## REQUIRED WORK
What lines of the data hold the string "building"? Copy them all.

## RECORDS TO USE
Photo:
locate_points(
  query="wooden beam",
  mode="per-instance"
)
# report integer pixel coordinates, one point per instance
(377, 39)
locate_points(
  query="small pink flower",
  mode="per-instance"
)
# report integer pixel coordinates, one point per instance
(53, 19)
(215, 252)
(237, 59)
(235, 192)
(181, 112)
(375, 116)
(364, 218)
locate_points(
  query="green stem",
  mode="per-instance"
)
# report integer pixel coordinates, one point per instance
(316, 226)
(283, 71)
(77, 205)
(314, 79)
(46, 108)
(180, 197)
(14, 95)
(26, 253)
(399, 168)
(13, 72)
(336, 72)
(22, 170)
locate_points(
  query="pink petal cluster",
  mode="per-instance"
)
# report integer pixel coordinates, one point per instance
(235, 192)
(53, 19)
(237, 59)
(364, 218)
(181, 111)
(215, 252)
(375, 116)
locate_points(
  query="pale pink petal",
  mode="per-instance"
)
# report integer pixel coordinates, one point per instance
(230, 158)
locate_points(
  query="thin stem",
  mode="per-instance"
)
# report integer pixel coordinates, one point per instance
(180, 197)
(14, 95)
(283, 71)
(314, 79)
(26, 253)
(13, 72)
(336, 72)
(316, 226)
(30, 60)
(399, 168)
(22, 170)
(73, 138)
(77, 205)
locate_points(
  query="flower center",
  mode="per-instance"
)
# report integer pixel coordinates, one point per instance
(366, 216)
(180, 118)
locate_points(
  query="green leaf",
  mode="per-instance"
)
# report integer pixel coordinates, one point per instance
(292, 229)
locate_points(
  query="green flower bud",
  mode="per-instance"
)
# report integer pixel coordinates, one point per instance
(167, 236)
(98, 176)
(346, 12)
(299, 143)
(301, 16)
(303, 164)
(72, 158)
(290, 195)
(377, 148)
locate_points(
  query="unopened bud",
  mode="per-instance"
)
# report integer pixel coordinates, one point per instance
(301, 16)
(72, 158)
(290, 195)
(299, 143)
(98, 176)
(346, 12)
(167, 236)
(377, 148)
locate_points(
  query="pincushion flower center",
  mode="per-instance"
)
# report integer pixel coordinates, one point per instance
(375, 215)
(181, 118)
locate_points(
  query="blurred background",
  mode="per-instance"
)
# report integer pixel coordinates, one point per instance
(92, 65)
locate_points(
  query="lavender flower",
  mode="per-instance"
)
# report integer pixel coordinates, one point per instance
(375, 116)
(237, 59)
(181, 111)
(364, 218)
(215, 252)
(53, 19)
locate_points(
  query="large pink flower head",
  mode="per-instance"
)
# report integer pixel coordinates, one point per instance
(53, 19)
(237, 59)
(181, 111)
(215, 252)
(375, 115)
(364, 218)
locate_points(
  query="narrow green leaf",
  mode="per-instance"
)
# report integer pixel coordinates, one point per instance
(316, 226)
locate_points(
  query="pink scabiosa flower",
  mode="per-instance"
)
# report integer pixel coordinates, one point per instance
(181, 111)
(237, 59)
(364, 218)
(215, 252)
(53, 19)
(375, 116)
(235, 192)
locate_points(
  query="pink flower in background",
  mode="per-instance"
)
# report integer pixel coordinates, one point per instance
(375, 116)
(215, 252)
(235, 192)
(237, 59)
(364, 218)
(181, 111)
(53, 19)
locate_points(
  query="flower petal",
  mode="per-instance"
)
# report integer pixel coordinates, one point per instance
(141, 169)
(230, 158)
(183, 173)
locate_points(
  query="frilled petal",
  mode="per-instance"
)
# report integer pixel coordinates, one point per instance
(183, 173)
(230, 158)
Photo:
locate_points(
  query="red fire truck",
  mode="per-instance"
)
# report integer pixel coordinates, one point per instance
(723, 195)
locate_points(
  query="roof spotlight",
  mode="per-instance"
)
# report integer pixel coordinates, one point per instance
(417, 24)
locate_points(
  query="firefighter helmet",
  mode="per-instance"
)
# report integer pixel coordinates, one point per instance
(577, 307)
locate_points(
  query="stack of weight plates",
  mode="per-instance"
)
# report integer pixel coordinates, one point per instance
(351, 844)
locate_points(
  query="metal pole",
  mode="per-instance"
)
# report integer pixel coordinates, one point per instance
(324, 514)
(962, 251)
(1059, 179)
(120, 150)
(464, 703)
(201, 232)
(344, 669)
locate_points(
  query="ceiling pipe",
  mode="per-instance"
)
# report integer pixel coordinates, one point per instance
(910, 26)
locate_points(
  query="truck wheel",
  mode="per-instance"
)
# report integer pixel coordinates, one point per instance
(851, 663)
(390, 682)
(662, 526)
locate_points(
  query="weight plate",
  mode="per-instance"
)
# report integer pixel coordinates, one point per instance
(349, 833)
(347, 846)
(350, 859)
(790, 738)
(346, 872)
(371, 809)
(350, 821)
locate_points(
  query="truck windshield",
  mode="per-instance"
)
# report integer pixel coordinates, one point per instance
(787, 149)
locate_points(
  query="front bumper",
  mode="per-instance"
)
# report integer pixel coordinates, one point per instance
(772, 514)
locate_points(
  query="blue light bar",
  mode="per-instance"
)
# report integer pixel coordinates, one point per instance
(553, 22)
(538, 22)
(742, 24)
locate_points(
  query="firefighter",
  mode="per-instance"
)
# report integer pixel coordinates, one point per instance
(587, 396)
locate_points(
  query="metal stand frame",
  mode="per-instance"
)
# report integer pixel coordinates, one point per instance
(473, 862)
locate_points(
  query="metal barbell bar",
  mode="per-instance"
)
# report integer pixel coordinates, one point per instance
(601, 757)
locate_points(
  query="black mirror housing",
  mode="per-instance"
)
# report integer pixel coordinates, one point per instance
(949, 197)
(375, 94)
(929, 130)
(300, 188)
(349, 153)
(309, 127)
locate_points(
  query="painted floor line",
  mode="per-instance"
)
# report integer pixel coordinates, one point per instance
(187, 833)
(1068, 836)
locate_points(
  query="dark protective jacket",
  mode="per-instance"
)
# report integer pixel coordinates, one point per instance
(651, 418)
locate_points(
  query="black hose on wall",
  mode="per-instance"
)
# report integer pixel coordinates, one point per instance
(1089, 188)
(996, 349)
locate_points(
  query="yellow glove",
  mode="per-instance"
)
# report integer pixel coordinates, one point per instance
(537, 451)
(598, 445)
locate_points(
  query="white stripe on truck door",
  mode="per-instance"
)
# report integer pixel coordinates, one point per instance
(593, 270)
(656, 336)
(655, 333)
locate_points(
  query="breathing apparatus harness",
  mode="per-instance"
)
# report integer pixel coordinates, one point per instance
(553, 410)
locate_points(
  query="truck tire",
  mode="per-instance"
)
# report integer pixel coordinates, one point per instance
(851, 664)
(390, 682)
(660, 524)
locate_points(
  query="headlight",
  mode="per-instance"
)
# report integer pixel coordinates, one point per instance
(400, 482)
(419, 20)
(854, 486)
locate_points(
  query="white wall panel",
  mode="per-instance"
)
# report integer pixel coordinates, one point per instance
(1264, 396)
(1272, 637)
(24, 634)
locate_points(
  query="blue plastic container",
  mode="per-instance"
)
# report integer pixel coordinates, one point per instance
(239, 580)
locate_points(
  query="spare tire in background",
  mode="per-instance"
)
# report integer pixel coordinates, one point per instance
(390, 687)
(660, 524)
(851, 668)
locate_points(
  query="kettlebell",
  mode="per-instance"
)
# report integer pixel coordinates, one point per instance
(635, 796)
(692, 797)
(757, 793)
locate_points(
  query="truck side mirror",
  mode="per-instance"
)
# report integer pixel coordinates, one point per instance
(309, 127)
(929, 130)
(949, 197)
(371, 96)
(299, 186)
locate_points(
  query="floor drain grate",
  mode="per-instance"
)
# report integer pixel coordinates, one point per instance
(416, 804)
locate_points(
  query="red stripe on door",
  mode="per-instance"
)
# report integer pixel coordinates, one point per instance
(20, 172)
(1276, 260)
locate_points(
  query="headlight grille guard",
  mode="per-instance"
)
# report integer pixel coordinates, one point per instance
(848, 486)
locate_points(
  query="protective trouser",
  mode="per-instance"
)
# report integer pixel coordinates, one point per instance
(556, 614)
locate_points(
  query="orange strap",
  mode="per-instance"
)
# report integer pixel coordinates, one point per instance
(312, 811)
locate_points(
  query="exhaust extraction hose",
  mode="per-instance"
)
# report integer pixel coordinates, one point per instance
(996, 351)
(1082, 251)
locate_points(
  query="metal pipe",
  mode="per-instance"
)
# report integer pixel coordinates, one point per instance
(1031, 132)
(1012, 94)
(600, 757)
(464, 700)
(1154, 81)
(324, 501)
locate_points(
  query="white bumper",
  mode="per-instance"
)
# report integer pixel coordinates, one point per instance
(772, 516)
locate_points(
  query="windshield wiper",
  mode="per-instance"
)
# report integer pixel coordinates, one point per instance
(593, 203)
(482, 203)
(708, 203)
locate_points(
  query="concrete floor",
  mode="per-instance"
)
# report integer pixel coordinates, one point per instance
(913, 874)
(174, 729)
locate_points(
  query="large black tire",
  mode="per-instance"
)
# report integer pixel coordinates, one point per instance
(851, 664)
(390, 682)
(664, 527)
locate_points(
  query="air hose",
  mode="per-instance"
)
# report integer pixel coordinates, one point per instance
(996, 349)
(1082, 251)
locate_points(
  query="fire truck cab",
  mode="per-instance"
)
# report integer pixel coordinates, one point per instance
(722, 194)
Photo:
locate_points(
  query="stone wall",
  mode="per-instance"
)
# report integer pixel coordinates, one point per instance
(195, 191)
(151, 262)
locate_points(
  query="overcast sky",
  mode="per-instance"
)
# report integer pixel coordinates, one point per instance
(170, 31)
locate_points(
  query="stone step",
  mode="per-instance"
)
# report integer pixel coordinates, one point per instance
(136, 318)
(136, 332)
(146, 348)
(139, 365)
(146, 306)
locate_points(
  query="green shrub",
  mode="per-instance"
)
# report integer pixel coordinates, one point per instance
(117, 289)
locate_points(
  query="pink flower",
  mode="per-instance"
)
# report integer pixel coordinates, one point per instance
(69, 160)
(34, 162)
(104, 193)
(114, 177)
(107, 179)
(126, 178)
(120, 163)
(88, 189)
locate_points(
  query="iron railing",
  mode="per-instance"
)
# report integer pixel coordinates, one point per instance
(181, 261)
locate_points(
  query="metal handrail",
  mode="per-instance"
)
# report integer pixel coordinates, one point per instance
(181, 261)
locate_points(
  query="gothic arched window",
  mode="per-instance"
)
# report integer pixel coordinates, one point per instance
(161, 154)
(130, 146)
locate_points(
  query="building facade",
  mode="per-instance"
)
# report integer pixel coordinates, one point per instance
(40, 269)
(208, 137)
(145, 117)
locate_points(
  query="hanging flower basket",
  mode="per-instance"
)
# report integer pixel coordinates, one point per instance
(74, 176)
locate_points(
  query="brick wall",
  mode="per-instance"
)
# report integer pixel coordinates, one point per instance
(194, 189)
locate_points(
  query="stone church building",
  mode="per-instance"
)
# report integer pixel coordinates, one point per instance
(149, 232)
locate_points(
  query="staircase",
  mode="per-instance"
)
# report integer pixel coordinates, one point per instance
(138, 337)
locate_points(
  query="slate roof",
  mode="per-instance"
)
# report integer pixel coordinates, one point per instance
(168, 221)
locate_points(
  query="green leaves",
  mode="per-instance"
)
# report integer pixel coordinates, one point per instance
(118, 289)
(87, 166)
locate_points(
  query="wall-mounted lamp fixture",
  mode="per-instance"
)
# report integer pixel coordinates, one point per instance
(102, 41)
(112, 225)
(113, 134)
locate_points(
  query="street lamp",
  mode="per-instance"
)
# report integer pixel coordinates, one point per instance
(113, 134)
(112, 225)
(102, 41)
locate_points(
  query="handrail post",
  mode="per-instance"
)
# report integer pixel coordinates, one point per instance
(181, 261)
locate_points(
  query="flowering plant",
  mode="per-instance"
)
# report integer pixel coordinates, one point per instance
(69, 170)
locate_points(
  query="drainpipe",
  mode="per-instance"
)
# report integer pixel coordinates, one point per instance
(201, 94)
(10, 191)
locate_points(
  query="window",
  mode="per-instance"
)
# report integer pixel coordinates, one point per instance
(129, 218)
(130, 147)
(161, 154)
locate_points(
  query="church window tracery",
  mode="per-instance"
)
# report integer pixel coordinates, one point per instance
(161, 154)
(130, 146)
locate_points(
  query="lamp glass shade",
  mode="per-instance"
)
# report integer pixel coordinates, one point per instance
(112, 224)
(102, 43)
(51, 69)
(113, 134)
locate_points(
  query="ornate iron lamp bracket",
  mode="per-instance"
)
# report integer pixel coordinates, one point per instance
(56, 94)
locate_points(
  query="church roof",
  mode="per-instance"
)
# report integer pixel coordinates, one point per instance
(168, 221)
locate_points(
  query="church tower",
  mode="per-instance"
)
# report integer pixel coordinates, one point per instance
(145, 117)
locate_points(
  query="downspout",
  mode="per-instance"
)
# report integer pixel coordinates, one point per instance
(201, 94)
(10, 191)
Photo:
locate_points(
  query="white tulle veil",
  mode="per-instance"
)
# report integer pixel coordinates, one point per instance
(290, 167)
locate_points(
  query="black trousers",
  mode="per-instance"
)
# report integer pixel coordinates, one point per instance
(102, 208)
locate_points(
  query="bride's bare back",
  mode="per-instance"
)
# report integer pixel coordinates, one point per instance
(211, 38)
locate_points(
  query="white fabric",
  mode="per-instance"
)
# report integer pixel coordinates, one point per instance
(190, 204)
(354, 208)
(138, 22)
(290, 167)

## ANSWER AREA
  query="building facade",
  query="stone church building",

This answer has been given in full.